- **WHAT THIS EXERCISE ASKS**
a: For each of the following statements about the commentary, answer yes or no according to whether it agrees with the commentary, and quote the deciding words of the commentary: (i) the IRS scandal involved conservative applicants for non-profit status; (ii) the writer considers Lord Acton's maxim too abstract for this case; (iii) David Axelrod is described as a commissioner of the IRS.
b: Give the lines of the records as a JSON list of strings, one string per line and blank lines omitted, from the first line of the records up to and including the line with "pixel 277 362".

- **PAGE TEXT**
>> Start

It’s a fine and appropriate question to ask. But to focus on it and it alone runs the risk of missing the most important lesson from these episodes.
In recent days, I’ve heard several observers say that the confluence of these scandals calls to mind the famous words of Lord Acton regarding the corrupting influence of power. Agreed. But that maxim, sage as it is, is a tad too abstract in this case.
Allow me instead to offer a recent comment from David Axelrod, President Obama’s longtime political advisor, who unwittingly (I assume) nailed the problem right on its head. Asked in particular about the IRS scandal — in which the nation’s tax-collecting agency brought enhanced scrutiny and, in some cases, outright harassment to bear upon conservative applicants for non-profit organizational status — Axelrod said this: “Part of being president is, there’s so much underneath you that you can’t know, because the government’s so vast.”
Well … yeah.
It was a pretty amazing moment, really. In one simple sentence, Axelrod managed to offer both a sincere defense of the president, and an incisive indictment of the ideology the president works to advance.

>> End

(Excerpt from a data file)
>> Start

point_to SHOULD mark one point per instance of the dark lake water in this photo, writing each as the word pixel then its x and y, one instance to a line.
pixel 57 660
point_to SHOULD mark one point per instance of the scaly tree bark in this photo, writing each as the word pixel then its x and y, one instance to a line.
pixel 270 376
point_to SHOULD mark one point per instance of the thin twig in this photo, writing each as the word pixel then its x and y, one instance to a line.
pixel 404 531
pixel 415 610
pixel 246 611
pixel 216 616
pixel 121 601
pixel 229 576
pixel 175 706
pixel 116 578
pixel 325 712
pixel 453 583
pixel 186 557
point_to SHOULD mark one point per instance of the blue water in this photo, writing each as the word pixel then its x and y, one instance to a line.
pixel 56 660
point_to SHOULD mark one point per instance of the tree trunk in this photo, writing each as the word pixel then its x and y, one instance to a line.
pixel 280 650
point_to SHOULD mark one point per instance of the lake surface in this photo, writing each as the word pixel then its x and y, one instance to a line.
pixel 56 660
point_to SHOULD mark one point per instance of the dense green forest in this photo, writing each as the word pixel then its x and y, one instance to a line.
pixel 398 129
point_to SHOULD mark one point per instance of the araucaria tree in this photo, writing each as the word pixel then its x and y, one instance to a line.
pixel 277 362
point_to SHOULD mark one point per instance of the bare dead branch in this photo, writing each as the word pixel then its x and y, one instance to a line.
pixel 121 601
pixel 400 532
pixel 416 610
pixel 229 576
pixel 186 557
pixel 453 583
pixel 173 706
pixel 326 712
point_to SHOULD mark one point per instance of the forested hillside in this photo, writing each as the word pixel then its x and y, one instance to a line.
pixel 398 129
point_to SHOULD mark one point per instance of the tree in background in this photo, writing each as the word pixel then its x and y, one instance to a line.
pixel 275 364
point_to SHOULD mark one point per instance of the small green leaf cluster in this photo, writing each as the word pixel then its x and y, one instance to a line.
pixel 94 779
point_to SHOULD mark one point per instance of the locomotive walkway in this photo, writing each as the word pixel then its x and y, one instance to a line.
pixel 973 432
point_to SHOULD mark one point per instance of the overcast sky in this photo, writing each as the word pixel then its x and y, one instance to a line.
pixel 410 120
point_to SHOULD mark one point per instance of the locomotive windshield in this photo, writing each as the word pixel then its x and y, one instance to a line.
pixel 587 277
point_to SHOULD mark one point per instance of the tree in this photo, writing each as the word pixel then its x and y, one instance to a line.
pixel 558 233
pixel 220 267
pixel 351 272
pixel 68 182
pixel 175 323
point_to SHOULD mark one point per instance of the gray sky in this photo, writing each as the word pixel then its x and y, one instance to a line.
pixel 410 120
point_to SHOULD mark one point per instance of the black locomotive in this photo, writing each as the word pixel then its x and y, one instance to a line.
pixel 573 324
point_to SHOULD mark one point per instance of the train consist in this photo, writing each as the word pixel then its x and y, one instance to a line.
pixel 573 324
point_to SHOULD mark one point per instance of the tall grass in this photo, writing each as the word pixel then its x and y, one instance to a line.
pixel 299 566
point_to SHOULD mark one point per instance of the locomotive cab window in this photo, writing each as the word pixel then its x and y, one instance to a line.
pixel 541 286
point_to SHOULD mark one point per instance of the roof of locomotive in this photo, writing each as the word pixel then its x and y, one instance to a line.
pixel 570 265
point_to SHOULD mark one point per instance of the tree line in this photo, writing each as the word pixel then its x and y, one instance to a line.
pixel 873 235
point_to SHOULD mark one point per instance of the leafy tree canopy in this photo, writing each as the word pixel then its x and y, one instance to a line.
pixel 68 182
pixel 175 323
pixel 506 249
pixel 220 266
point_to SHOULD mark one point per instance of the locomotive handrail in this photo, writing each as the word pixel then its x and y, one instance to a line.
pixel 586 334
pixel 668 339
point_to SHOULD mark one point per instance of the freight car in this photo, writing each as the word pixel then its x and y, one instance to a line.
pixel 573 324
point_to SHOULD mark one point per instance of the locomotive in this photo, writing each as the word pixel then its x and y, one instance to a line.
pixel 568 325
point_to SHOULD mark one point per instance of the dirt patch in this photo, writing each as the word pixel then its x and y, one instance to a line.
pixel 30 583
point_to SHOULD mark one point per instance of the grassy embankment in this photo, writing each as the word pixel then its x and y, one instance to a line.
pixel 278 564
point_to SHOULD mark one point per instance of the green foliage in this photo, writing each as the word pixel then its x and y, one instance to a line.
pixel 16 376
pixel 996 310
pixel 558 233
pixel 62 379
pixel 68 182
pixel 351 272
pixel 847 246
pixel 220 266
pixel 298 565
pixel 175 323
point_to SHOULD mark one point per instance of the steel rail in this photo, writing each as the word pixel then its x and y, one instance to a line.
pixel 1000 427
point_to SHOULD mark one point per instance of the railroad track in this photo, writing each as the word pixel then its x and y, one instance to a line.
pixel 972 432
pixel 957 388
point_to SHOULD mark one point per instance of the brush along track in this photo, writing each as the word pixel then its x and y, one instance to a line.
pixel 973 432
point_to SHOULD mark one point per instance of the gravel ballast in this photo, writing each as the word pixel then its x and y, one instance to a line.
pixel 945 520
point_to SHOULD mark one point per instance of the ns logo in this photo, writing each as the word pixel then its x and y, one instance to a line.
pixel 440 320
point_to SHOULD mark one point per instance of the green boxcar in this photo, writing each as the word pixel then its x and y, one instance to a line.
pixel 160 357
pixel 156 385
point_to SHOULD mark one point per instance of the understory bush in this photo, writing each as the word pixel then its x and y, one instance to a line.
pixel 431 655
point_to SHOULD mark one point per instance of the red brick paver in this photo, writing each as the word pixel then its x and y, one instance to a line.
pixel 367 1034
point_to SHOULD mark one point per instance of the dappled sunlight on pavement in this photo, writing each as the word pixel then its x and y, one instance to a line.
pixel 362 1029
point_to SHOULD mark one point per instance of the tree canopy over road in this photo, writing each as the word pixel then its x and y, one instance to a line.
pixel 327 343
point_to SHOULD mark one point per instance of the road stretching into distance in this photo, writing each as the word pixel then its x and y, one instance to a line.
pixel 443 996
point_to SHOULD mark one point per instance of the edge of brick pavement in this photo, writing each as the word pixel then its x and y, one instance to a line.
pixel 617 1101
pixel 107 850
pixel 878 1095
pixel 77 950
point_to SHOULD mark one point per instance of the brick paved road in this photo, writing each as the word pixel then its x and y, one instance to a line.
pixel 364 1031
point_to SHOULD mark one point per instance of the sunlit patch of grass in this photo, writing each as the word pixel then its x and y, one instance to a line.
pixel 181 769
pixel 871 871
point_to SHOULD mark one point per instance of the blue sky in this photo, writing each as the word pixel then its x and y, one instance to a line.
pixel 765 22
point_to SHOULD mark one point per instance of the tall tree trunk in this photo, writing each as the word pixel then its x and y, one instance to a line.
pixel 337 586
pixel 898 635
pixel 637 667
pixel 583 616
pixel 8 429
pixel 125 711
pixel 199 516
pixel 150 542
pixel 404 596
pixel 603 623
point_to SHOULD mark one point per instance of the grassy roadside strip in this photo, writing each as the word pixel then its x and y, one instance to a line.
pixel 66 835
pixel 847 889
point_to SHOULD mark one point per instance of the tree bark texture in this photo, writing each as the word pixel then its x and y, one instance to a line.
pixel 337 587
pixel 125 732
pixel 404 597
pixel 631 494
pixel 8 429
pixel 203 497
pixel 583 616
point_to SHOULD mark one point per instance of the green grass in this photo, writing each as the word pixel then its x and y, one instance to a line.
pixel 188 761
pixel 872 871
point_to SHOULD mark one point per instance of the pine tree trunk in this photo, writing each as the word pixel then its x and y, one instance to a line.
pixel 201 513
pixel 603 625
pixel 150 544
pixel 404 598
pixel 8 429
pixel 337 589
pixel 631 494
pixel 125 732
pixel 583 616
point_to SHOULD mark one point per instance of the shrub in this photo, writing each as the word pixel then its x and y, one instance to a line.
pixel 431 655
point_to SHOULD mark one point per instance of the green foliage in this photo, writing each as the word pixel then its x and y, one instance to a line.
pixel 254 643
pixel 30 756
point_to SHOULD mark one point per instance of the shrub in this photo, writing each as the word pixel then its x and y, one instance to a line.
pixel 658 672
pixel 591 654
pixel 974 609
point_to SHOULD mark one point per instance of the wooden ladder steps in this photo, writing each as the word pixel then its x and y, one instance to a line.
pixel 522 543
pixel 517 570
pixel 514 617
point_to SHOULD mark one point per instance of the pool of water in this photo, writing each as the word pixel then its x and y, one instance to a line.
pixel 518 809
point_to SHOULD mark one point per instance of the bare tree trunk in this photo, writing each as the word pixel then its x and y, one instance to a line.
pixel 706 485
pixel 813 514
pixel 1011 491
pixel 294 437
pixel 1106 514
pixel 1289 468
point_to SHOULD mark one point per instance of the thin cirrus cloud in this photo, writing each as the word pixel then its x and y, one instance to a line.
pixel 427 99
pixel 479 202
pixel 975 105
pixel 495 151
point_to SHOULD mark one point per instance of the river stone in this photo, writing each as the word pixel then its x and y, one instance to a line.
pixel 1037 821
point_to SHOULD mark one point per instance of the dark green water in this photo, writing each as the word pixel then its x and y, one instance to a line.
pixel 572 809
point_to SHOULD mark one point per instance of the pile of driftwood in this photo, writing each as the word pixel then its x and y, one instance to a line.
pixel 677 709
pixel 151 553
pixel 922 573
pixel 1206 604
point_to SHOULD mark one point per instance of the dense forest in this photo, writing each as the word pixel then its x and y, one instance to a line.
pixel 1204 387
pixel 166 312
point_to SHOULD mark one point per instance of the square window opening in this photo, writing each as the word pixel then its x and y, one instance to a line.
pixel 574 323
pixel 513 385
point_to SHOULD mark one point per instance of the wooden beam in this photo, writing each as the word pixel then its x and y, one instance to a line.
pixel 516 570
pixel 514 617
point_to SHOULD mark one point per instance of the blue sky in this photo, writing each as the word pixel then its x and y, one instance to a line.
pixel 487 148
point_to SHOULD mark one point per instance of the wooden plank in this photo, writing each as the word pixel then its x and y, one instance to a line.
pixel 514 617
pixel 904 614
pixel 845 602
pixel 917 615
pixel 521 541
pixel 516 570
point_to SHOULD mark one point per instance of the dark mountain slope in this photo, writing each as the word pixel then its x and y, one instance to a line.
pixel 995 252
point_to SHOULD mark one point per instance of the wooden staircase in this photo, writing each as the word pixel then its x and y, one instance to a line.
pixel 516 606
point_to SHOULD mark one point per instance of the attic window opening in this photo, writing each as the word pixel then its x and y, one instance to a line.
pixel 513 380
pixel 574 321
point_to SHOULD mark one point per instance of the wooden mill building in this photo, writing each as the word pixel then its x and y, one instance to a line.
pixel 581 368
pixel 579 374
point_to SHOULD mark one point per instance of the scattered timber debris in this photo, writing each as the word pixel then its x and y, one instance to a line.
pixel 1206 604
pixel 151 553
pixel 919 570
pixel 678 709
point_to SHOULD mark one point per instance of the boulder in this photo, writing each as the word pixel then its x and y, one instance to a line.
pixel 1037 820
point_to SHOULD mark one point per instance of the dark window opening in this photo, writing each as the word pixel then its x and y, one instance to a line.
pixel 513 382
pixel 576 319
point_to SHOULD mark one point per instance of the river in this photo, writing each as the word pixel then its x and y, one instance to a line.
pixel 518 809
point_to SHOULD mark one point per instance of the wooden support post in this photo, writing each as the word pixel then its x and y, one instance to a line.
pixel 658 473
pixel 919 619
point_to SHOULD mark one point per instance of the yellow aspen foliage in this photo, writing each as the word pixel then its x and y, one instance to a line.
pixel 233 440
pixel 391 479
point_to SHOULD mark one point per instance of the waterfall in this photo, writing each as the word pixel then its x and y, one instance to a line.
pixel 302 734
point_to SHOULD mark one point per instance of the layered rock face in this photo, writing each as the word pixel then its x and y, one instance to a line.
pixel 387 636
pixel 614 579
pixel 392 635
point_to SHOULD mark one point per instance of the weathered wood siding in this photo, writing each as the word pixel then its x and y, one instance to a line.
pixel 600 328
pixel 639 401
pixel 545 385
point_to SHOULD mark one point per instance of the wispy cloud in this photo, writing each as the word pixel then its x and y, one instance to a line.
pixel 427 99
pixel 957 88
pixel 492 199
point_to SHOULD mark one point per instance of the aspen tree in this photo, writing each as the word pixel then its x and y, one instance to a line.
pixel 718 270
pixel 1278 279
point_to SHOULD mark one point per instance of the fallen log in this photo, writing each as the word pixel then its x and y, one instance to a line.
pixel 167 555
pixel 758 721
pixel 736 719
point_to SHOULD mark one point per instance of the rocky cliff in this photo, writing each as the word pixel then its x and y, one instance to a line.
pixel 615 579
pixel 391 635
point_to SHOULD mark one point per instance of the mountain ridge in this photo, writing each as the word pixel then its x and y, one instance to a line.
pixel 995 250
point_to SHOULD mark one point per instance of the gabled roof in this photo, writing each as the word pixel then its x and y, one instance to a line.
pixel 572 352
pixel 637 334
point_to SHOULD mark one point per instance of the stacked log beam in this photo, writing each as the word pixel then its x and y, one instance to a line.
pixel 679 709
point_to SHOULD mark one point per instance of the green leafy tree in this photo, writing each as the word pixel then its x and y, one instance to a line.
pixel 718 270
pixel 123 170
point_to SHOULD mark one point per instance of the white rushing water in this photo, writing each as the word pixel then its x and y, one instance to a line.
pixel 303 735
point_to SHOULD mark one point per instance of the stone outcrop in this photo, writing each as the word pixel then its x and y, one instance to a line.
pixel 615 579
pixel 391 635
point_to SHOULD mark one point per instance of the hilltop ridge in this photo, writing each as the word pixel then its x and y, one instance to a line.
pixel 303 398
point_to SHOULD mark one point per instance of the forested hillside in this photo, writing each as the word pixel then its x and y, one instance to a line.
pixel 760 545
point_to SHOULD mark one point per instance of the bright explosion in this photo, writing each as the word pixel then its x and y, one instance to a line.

>> End

- **RESULTS FOR THE EXERCISE**
a:
(i) Yes: "brought enhanced scrutiny and, in some cases, outright harassment to bear upon conservative applicants for non-profit organizational status"
(ii) Yes: "But that maxim, sage as it is, is a tad too abstract in this case."
(iii) No: "President Obama’s longtime political advisor"

b:
[
  "point_to SHOULD mark one point per instance of the dark lake water in this photo, writing each as the word pixel then its x and y, one instance to a line.",
  "pixel 57 660",
  "point_to SHOULD mark one point per instance of the scaly tree bark in this photo, writing each as the word pixel then its x and y, one instance to a line.",
  "pixel 270 376",
  "point_to SHOULD mark one point per instance of the thin twig in this photo, writing each as the word pixel then its x and y, one instance to a line.",
  "pixel 404 531",
  "pixel 415 610",
  "pixel 246 611",
  "pixel 216 616",
  "pixel 121 601",
  "pixel 229 576",
  "pixel 175 706",
  "pixel 116 578",
  "pixel 325 712",
  "pixel 453 583",
  "pixel 186 557",
  "point_to SHOULD mark one point per instance of the blue water in this photo, writing each as the word pixel then its x and y, one instance to a line.",
  "pixel 56 660",
  "point_to SHOULD mark one point per instance of the tree trunk in this photo, writing each as the word pixel then its x and y, one instance to a line.",
  "pixel 280 650",
  "point_to SHOULD mark one point per instance of the lake surface in this photo, writing each as the word pixel then its x and y, one instance to a line.",
  "pixel 56 660",
  "point_to SHOULD mark one point per instance of the dense green forest in this photo, writing each as the word pixel then its x and y, one instance to a line.",
  "pixel 398 129",
  "point_to SHOULD mark one point per instance of the araucaria tree in this photo, writing each as the word pixel then its x and y, one instance to a line.",
  "pixel 277 362"
]